Mapping Solana’s Black Boxes

A Method for Tracking Behavior in Closed-Source Programs

Apr 07, 2025

Introduction

As the Solana ecosystem grows more complex and widely adopted, many of its most active programs are being deployed without open-source code, public SDKs, or IDLs. These closed-source protocols, often fully upgradeable and admin-controlled, make it difficult for analysts, researchers, and users to understand how they work — or how they're being used.

While we often think of reverse engineering as reconstructing program logic, there’s another approach that’s more accessible and broadly useful: behavioral mapping. By tracking on-chain activity and surfacing consistent structures in real transactions, it’s possible to categorize what a contract is doing, who is using it, and how.

This post presents a practical, repeatable methodology for identifying and labeling real-world behavior within closed-source Solana programs. Instead of cracking open the contract’s logic, we infer structure through account patterns, inner instruction traces, and token flow — starting with nothing but the transactions themselves.

The result is a useful framework for surfacing contract activity at scale, even when internal logic is completely opaque. Our hope is that this work helps advance transparency across Solana — giving the community better tools for understanding how opaque programs are functioning in the real world.

Methodology Overview

Our approach is grounded in observing and interpreting the runtime behavior of closed-source Solana programs. Since we cannot inspect the source code or rely on an IDL, we treat the program as a black box — learning how it works by interacting with it and measuring its responses.

At a high level, the methodology involves:

Identifying a target program to track
Crafting and sending transactions with controlled input
Capturing transaction logs and execution traces
Analyzing involved accounts, changes in account data, and log output
Looking for consistent patterns that indicate function behavior, argument structures, and control flow
Refining our understanding through iteration and variation

To illustrate this process in action, we’ll walk through a full example of tracking a single category of user interactions within a closed-source Solana program step by step.

Step 1: Selecting a Target Program

We begin by choosing a program that is actively deployed, lacks an IDL, and has no publicly available source code. For this example, we’ll use pAMMBay6oceH9fJKBRHGP5D4bD4sWpmSwMn52FMfXEA, the address of PumpSwaps — a closed-source protocol deployed on Solana mainnet. It is a newly popular DEX on Solana, yet its behavior remains undocumented and opaque.

You can discover similar programs by monitoring active addresses in transaction flows, checking top interacting programs on Solana Explorer, or identifying contracts without IDLs on platforms like SolanaFM.

Step 2: Interacting Through the Frontend and Inspecting the Transaction

When a closed-source Solana program has an active frontend, it offers a convenient way to start usage tracking. Even without access to the codebase or an SDK, the UI exposes on-chain functionality that we can manually trigger to produce real transactions — giving us a starting point for deeper analysis.

+---+

What name does the Solana black-box article give to the approach of tracking on-chain activity instead of reconstructing program logic?

### DATA LINES:
+---+

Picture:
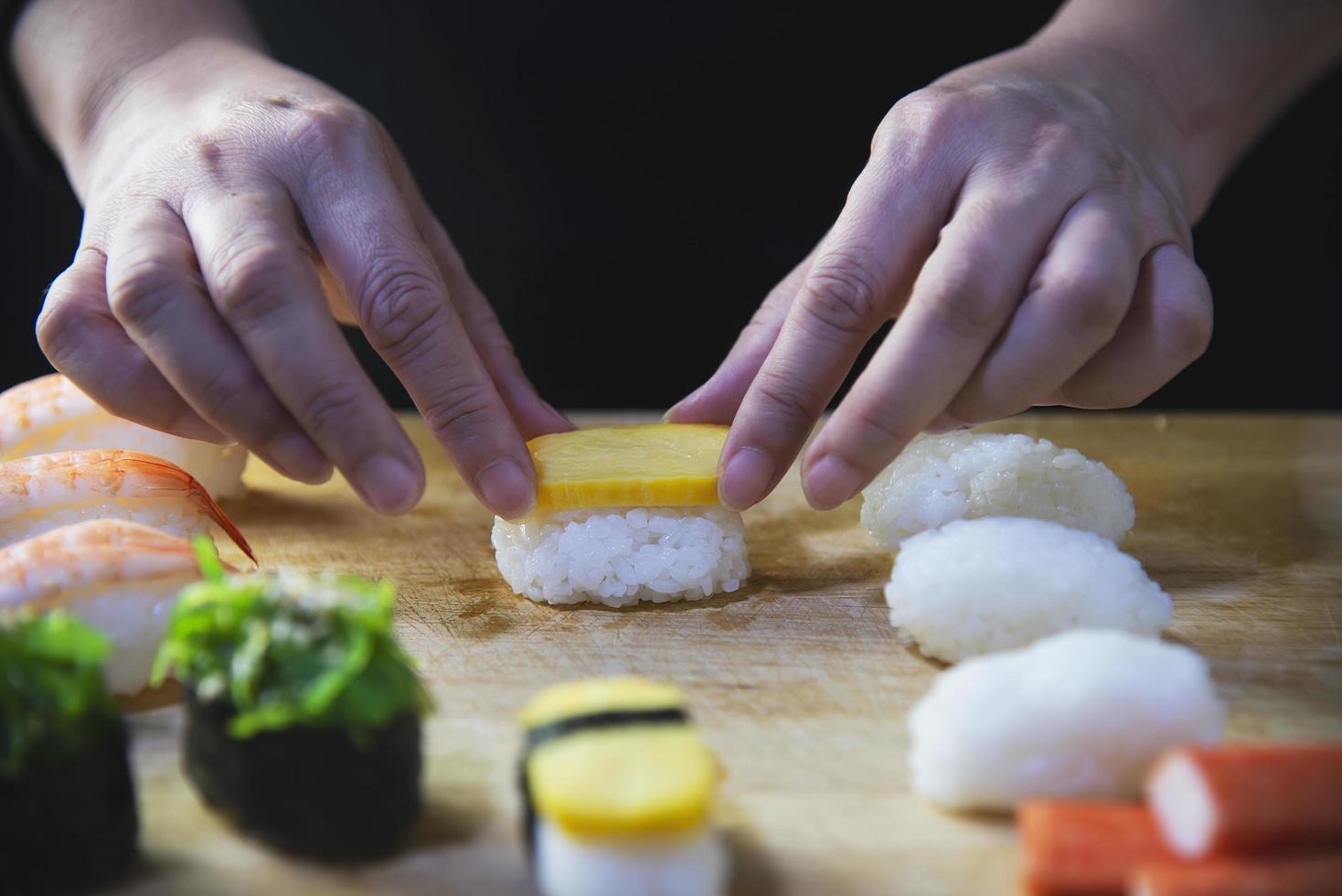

+---+

### REPLY TO THE TASK:
Behavioral mapping.